[Data listing]
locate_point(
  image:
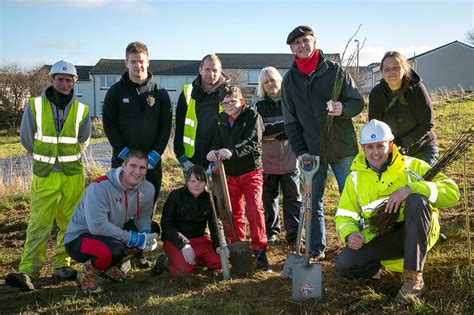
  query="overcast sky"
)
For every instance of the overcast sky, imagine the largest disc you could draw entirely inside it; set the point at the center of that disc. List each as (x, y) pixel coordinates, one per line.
(35, 32)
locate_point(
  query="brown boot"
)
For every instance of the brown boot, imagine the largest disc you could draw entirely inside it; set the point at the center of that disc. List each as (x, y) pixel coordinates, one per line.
(413, 287)
(89, 279)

### PROBLEM
Rewrite the data above with every "disc" changed to "circle" and nothing else altered, omitting the pictures.

### RESPONSE FOR THIS EXERCISE
locate_point(
  image:
  query="overcast sky"
)
For every instance of the overcast sky, imagine the largest circle you could draw entirely inside it; set the point at the center of that circle. List each as (x, y) pixel coordinates, one per line.
(35, 32)
locate_point(
  query="brown boot"
)
For every instance of the brown boot, imagine the largest circle you could draw entirely inside it; set the point at the center of that circle. List each as (x, y) pixel coordinates, one per line.
(413, 287)
(89, 279)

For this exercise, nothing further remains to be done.